Problems and tasks —
a – Summarize the passage on fall prevention at CHRISTUS Health in two sentences.
b – Continue the passage on fall prevention at CHRISTUS Health, starting right after its final sentence.

Selected text —
************

In the spring of 2007, the CHRISTUS Health Chief Nurse Executive (CNE) Council met to determine how best practices could be implemented throughout the CHRISTUS Health System. As a result, the CHRISTUS Health Evidence-Based Advisory Council was established, with one nursing director from each of the system’s regions serving on the council. Due in part to the prevalence of falls throughout the CHRISTUS Health System, developing a fall prevention protocol became the focus of the Evidence-Based Advisory Council’s first face-to-face meeting in July 2007. Over the next several months the Council met bi-weekly via teleconference to conduct literature searches, summarize the evidence, and translate the evidence into a universally applicable protocol that could be implemented system-wide to reduce patient falls and associated costs. An initial goal was set for each CHRISTUS Health hospital to achieve at least an 8% reduction in the raw number of falls from the previous year. As part of the CHRISTUS Health System, the CHRISTUS
St. Michael (CSM) nursing units (see Figures 1 and 2) embraced the system-wide fall reduction initiative.

************

Material provided —

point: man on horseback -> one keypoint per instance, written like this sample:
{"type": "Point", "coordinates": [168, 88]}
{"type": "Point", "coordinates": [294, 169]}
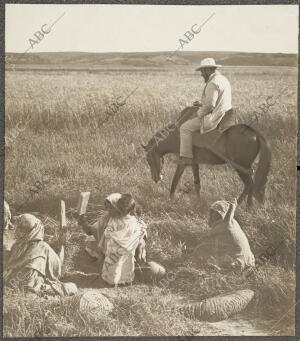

************

Answers below —
a – In 2007 the CHRISTUS Health Chief Nurse Executive Council established an Evidence-Based Advisory Council, with one nursing director from each region. That council made fall prevention its first focus and spent months turning the research evidence into a system-wide protocol to reduce patient falls and their costs, with each hospital given an initial goal of cutting its raw number of falls by at least 8% from the previous year.

b –
FIGURE 1. Facility Profile


Roll Out of the Falls Prevention Protocol

In the spring of 2008, the orthopedic unit at CSM, along with two other units in CHRISTUS Health hospitals, began piloting the newly developed protocol. Nursing staff on the pilot units were educated about the protocol through online modules. With input from the pilot units, the protocol was revised and tailored to each hospital’s needs while maintaining the integrity of the protocol’s evidence-based practices. Following the three-month pilot, the falls prevention protocol was rolled out to all inpatient nursing units at CSM. Every CSM associate completed the online educational
module entitled Falls Prevention Protocol and the Management of the Patient at Risk for Falls.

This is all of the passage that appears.